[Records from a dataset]
──────────────────────────────

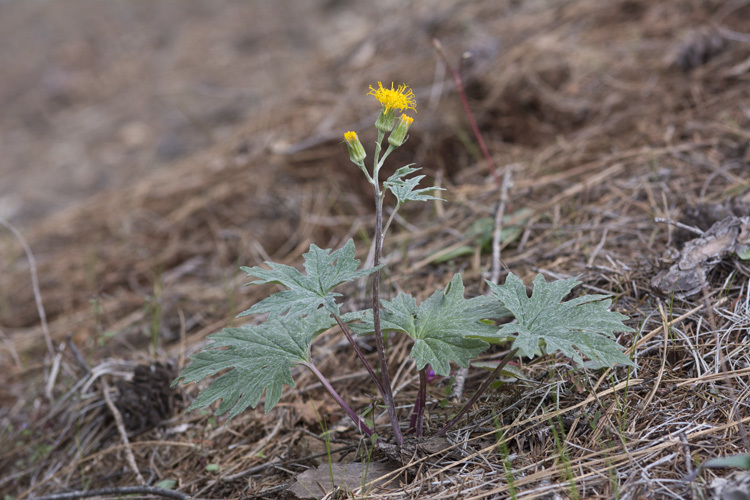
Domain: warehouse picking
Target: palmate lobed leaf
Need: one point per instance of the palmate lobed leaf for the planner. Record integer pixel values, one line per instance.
(445, 327)
(260, 357)
(583, 325)
(405, 189)
(307, 292)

──────────────────────────────

#### [THE EXERCISE]
Pull out each line of the records above that contains the string "lobed", and copy those lines unchanged.

#### [FULL OUTPUT]
Target: palmate lobed leaf
Need: one point per instance of the palmate lobed leaf for the planner. Record integer pixel values, one line per instance.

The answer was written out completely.